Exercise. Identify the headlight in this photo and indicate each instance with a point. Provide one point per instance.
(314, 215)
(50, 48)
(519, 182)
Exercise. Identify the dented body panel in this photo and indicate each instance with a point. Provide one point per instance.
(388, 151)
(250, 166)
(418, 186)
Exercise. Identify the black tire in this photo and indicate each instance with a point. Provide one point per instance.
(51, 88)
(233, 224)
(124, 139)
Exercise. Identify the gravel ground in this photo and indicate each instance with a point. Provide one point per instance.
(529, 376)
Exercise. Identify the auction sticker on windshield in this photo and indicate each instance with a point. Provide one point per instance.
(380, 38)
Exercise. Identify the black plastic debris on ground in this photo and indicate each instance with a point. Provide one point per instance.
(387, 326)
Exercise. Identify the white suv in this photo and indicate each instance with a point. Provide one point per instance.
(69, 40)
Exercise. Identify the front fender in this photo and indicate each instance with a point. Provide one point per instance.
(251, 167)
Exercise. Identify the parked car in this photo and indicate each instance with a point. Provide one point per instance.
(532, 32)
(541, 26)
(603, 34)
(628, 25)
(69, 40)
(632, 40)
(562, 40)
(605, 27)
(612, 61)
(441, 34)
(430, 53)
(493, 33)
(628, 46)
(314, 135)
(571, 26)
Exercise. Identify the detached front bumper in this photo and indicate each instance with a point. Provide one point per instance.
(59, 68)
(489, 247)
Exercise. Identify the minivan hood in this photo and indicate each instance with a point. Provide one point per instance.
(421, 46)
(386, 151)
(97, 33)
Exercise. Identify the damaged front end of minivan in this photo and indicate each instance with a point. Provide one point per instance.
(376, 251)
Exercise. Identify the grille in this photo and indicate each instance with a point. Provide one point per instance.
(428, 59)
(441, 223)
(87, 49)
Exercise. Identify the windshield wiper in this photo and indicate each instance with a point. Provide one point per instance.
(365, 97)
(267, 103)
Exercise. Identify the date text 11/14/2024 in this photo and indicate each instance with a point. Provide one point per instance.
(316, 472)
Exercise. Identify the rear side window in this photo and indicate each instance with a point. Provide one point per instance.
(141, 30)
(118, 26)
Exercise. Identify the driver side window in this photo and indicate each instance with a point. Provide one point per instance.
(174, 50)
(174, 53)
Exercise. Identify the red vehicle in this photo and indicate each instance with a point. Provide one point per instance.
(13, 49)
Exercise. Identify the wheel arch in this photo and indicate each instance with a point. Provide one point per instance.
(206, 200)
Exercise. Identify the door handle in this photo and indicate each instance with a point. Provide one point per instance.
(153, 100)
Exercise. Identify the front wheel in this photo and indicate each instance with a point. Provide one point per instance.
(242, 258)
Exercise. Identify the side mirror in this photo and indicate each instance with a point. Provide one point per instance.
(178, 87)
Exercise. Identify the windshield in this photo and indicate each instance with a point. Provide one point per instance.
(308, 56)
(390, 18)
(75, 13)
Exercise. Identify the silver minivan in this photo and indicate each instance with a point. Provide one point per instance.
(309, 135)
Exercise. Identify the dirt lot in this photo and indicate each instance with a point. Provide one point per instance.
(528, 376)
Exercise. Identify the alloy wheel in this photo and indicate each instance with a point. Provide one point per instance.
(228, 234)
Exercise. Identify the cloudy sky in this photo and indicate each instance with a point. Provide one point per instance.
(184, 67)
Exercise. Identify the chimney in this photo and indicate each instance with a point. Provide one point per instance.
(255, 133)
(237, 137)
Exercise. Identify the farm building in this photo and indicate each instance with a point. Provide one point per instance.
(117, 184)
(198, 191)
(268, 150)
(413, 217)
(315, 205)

◆ ◆ ◆ ◆ ◆

▶ _AIM OF THE TASK_
What is needed is an exact restatement of every record above.

▶ _RESPONSE AREA_
Exercise. Identify the headlight in this photo and indicate each instance with a point. Provide one point per instance.
(314, 215)
(50, 48)
(519, 182)
Exercise. Identify the dented body panel in this photo and indicate each instance with a point. Provide one point per instance.
(388, 151)
(250, 166)
(418, 186)
Exercise. Identify the black tire in this photo and indicate each instance with a point. Provide one point per instance.
(51, 88)
(233, 224)
(124, 139)
Exercise. Identify the gravel ground in this photo and indicate each instance with a point. Provide one point per instance.
(529, 376)
Exercise. Identify the auction sticker on windshield in this photo and indicate each instance with a point. Provide one point per instance.
(380, 38)
Exercise. Identify the black plastic debris on ground in this photo and indicate each instance with a point. Provide one point per instance.
(387, 326)
Exercise. Identify the white suv in this photo and indicate each instance with a point. Provide one point per instance.
(69, 40)
Exercise. Identify the front fender in this photo and indicate each instance with a point. Provide one point per instance.
(251, 167)
Exercise. Identify the parked car in this photo and indicate each instance with a point. Provide one point per instance.
(532, 32)
(541, 26)
(603, 34)
(628, 25)
(69, 40)
(632, 40)
(562, 40)
(605, 27)
(612, 61)
(441, 34)
(430, 53)
(493, 33)
(628, 46)
(314, 135)
(571, 26)
Exercise. Identify the detached front bumper in this photo and indicate each instance with a point. Provide one point per instance.
(59, 68)
(489, 247)
Exercise. Identify the minivan hood in this photo and indicate each instance with a point. Provide one point per instance.
(421, 46)
(386, 151)
(97, 33)
Exercise. Identify the damaged front end of minivan in this photo and indicate each instance with a point. Provide one point per instance.
(376, 251)
Exercise. Identify the grille in this photo and indicate each instance with a point. Provide one point per instance.
(428, 59)
(441, 223)
(87, 49)
Exercise. Identify the windshield wiper in this photo and indicate each instance with a point. Provide one point per instance.
(365, 97)
(267, 103)
Exercise. Identify the date text 11/14/2024 in this photo and indicate each instance with a point. Provide one point per instance.
(316, 472)
Exercise. Identify the rear side window in this photo and indicate each instance with a point. Provide one point per instance.
(141, 30)
(118, 26)
Exercise. Identify the driver side window in this photo and indicate each instance with a point. Provide one point per instance.
(174, 50)
(174, 53)
Exercise. Identify the red vehicle in this photo and indicate each instance with a point. Provide one point per instance.
(13, 49)
Exercise. Identify the wheel arch in this photo and indicate each instance with a point. Provide one point per instance.
(206, 200)
Exercise. Identify the door handle in this photo and indicate each instance with a point. Provide one point per instance.
(153, 100)
Exercise. Identify the front wheel in this photo and indicate each instance with a point. Provide one point per instance.
(242, 258)
Exercise. Identify the side mirror in this photo and indicate each instance with a point. Provide one point per instance.
(178, 87)
Exercise. Identify the windshield in this photo and indicate each instance with a point. Provide one point per instance.
(308, 56)
(390, 18)
(75, 13)
Exercise. Identify the silver minivan in this photo and indicate each instance with a point. Provide one point per instance.
(309, 135)
Exercise. Identify the dirt lot in this photo and indicate each instance with a point. Provide one point per instance.
(528, 376)
Exercise. Identify the alloy wheel in this photo and indicate each instance with a point. Provide one point per instance.
(228, 234)
Exercise. Identify the cloudy sky in this photo and indicate each instance with a point. Provide one point per instance.
(184, 67)
Exercise. Identify the chimney in this photo and indicate each instance with a point. Provide one point per instance.
(255, 133)
(237, 137)
Exercise. Identify the farm building in this photo and indicate each instance with a point. Provide one point per instance.
(117, 184)
(198, 191)
(268, 150)
(413, 217)
(315, 205)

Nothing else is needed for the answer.